■ TASK OBJECTIVE: Swap "population record" for "survey log" throughout the listing below. Reproduce every other line unchanged.

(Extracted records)
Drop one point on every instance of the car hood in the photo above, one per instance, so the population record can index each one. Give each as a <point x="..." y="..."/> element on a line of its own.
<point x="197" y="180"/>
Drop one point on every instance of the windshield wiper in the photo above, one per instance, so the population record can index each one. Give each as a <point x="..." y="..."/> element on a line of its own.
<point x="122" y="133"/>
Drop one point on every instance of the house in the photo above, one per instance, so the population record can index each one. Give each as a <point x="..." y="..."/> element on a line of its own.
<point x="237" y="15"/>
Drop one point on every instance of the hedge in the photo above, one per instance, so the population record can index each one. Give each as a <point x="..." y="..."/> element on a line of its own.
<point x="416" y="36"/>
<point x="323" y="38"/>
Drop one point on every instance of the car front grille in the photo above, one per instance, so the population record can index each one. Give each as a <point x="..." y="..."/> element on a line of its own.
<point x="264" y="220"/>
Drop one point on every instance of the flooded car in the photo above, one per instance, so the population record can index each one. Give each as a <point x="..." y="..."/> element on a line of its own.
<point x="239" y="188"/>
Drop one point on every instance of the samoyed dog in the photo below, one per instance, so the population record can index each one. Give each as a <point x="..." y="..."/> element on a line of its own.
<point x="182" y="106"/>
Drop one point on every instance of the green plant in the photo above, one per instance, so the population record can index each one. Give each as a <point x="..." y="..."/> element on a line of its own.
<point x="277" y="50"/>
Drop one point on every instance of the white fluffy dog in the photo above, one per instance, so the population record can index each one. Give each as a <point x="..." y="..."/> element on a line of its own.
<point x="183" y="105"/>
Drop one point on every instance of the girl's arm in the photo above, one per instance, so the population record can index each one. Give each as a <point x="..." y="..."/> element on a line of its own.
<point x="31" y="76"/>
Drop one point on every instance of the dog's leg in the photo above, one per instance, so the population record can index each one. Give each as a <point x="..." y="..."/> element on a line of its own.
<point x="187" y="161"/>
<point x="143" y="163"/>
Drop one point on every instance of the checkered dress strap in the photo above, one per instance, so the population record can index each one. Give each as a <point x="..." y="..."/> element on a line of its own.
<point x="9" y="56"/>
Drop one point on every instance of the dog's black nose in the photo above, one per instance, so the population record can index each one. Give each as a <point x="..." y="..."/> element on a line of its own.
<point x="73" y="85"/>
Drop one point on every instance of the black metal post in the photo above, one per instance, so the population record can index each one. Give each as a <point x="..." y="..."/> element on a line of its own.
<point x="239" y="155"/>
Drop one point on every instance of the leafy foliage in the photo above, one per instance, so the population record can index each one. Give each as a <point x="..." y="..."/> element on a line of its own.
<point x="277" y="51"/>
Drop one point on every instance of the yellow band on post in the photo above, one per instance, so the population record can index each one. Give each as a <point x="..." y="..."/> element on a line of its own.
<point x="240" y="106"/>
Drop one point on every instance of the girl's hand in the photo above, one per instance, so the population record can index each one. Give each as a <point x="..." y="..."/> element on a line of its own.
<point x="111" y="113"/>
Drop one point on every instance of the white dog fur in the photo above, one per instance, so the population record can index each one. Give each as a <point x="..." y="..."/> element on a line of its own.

■ WORKED SOLUTION:
Drop one point on every instance of the car hood in the photo above, one per instance, so the survey log can index each one. Give each as a <point x="..." y="..."/> element on a line of its own.
<point x="197" y="180"/>
Drop one point on every instance of the windshield wiper in the photo above, one per instance, so the survey log can index each one. Give each as a <point x="..." y="..."/> element on a line of its own.
<point x="122" y="133"/>
Drop one point on every instance of the house in the photo above, one per instance, so the survey log can index each one. Give each as a <point x="..." y="..."/> element on a line of its own.
<point x="237" y="15"/>
Drop one point on every instance of the hedge in the photo above, one per instance, so the survey log can index each one. Give each as a <point x="..." y="..."/> element on a line of its own.
<point x="416" y="36"/>
<point x="323" y="38"/>
Drop one point on every instance of the car front grille in the photo above, one per instance, so the survey log can index each one. Give each as a <point x="..." y="..."/> element on a line of its own.
<point x="264" y="220"/>
Drop one point on every instance of the flooded car in the photo above, one per instance, so the survey log can index each one. Give each as a <point x="..." y="..."/> element on a line of its own.
<point x="239" y="188"/>
Drop one point on every instance of the samoyed dog in the photo below, one per instance, so the survey log can index each one. Give each as a <point x="..." y="..."/> element on a line of its own.
<point x="182" y="106"/>
Drop one point on every instance of the green plant in the photo above, one per instance, so the survey log can index each one. Give each as a <point x="..." y="..."/> element on a line of its own.
<point x="277" y="50"/>
Drop one point on every instance of the white fluffy dog in the photo above, one per instance, so the survey log can index each one. Give each as a <point x="..." y="..."/> element on a line of its own.
<point x="183" y="105"/>
Drop one point on every instance of the girl's arm in the photo above, one per instance, so the survey log can index each one. Give each as a <point x="..." y="..."/> element on a line of its own.
<point x="31" y="76"/>
Drop one point on every instance of the dog's leg in the photo above, one per instance, so the survey log can index each one. Give each as a <point x="..." y="..."/> element on a line of its own.
<point x="187" y="161"/>
<point x="143" y="163"/>
Drop one point on every instance of the checkered dress strap in the photo above, one per instance, so the survey log can index each one. Give each as a <point x="..." y="..."/> element on a line of its own.
<point x="9" y="56"/>
Drop one point on every instance of the dog's black nose in the photo above, one per instance, so the survey log can index each one. Give each as a <point x="..." y="..."/> element on a line of its own.
<point x="73" y="85"/>
Drop one point on every instance of the black metal post in the photo above, one per instance, so the survey log can index each one. Give each as a <point x="..." y="..."/> element on a line of its own.
<point x="239" y="155"/>
Drop one point on every instance of the leafy foliage in the photo above, one per instance, so the survey log can index each one. Give each as a <point x="..." y="..."/> element on a line of its own.
<point x="277" y="51"/>
Drop one point on every instance of the yellow band on post in the photo above, one per instance, so the survey log can index each one. Give each as a <point x="..." y="..."/> element on a line of its own.
<point x="240" y="106"/>
Drop one point on every instance of the girl's hand in the photo above, one per instance, so the survey log can index each one. Give each as a <point x="..." y="..."/> element on a line of its own.
<point x="111" y="113"/>
Drop one point on every instance of the white dog fur in the photo above, one per instance, so the survey log can index each one. Give each as a <point x="..." y="..."/> element on a line of its own.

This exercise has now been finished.